§ **Encargo 1**
Reproduce completas las filas comprendidas entre la línea que contiene "For this dataset, tag each instance of the grass" y la que contiene "[[155, 204]]", ambas incluidas, y solo esas. Escala cada coordenada de las respuestas multiplicándola por 1,2 y redondea a enteros, con las mitades hacia arriba.
_ _ _ _ _ _ _
Durante esos dos siglos muchos otros profetas estuvieron repitiéndoles a los israelitas y a sus reyes las advertencias de Dios, rogándoles que se arrepintieran a fin de que no tuvieran que sufrir tal castigo. Entre esos profetas estaban Amós, Oseas, Isaías y Miqueas, cuyos mensajes están registrados en los libros bíblicos que llevan sus nombres.
Pero ni los reyes ni el pueblo quisieron prestar atención a los mensajes de estos profetas. Finalmente, en el año 722 a.C. el reino del norte fue aplastado y gran número de sus habitantes fueron llevados cautivos por los asirios “más allá del Éufrates”, tal como Dios se lo había advertido a Jeroboam dos siglos antes.
Judá sigue el mismo camino
La historia de Judá, el reino del sur, es un poco diferente pero igualmente trágica. Ambos reinos pronto se olvidaron del Dios verdadero y se hundieron en la depravación moral y espiritual. Mientras que el reino del norte nunca tuvo un rey justo, al menos en Judá algunos se volvieron a Dios e hicieron reformas temporales con el fin de encaminar al pueblo nuevamente hacia la correcta adoración al verdadero Dios.
Estos reyes justos tuvieron cierta medida de éxito en su propósito, cuando menos por algún tiempo. El resultado fue que el reino de Judá pudo subsistir por más de un siglo después de la caída de su vecino del norte. No obstante, finalmente Judá también sufrió las consecuencias de rechazar a su Creador.
Debían haber aprendido la lección al ver lo que les había pasado a las 10 tribus del norte, particularmente cuando esas invasiones asirias habían causado mucha destrucción en Judá también. En el tiempo de Ezequías prácticamente todo Judá, a excepción de su capital Jerusalén, fue dominado por los asirios; y de hecho también Jerusalén hubiera caído en sus manos si Dios no la hubiera librado milagrosamente (2 Reyes 18-19).
El profeta Isaías, hablando con Ezequías, fue el primero en revelar específicamente el enemigo que habría de vencer a Judá si ellos también se negaban a arrepentirse: “Entonces Isaías dijo a Ezequías: Oye palabra del Eterno: He aquí vienen días en que todo lo que está en tu casa, y todo lo que tus padres han atesorado hasta hoy, será llevado a Babilonia, sin quedar nada, dijo el Eterno. Y de tus hijos que saldrán de ti, que habrás engendrado, tomarán, y serán eunucos en el palacio del rey de Babilonia” (2 Reyes 20:16-18).
_ _ _ _ _ _ _
§ **Encargo 2**
Según el texto dado sobre los reinos de Israel y Judá, ¿en qué año fue aplastado el reino del norte?

§ **Filas dadas**
_ _ _ _ _ _ _
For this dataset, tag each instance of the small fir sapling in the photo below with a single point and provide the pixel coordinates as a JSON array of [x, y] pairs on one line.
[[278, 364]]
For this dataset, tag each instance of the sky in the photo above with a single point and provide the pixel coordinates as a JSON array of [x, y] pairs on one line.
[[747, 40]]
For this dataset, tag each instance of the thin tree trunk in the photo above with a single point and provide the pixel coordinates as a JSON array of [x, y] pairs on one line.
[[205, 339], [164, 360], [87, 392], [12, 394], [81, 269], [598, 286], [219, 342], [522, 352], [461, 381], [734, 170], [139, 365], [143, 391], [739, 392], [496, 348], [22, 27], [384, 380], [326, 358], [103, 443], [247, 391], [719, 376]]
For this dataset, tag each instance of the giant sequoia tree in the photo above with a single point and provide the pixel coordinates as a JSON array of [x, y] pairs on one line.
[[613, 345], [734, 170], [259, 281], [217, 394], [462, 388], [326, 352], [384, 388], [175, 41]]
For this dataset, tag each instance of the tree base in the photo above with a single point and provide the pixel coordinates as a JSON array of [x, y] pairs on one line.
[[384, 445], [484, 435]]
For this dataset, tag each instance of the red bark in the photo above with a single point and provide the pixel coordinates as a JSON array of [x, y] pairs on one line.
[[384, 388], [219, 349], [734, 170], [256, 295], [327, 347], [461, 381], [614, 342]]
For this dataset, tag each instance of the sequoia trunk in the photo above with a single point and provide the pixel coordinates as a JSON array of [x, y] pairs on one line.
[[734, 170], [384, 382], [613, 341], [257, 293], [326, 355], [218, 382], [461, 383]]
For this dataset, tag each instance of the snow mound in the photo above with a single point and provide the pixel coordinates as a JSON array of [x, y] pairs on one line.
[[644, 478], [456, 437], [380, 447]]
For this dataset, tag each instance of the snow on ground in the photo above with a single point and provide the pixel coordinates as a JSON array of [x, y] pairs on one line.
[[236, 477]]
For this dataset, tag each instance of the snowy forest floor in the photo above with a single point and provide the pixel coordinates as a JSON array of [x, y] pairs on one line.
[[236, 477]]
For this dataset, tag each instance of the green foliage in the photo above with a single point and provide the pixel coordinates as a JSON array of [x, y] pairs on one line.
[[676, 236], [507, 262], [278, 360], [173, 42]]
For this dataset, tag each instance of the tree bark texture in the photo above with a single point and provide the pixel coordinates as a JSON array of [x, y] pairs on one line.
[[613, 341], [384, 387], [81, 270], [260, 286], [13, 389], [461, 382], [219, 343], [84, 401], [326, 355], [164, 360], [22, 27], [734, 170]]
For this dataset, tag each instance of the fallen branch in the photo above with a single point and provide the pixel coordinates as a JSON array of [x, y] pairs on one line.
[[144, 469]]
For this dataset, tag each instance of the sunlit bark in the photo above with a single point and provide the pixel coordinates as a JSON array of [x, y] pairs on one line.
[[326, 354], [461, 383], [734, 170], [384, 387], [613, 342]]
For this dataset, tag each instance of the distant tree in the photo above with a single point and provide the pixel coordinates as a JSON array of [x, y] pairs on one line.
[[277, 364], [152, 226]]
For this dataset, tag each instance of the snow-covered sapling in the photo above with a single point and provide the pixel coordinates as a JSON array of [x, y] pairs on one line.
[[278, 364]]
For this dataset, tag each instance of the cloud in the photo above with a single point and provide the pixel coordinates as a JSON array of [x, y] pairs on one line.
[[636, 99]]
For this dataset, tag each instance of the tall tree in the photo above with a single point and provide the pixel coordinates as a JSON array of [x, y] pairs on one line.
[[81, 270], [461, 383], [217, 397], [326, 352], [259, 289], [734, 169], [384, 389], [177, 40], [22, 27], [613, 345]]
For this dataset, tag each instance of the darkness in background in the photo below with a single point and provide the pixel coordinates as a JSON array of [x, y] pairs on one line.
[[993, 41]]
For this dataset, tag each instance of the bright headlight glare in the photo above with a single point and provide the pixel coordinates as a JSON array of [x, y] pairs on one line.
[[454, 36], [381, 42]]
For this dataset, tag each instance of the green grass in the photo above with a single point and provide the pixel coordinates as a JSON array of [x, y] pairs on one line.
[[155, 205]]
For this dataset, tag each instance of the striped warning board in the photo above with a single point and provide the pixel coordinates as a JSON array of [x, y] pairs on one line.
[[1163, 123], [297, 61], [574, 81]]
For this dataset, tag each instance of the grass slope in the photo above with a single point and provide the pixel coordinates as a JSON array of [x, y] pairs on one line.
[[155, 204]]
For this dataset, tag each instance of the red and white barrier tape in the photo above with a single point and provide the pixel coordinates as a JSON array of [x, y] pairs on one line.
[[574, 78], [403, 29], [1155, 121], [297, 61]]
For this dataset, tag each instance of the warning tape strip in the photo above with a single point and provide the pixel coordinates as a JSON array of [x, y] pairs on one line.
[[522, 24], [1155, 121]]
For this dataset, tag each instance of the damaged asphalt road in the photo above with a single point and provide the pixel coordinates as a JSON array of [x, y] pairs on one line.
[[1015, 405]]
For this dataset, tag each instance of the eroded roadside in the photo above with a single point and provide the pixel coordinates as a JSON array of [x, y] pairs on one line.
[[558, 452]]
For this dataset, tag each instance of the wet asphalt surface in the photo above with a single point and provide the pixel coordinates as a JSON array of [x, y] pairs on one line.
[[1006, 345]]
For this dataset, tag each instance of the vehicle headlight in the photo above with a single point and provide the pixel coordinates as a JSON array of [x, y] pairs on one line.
_ _ _ _ _ _ _
§ **Respuesta correcta 1**
For this dataset, tag each instance of the grass slope in the photo above with a single point and provide the pixel coordinates as a JSON array of [x, y] pairs on one line.
[[186, 245]]

§ **Respuesta correcta 2**
En el año 722 a.C.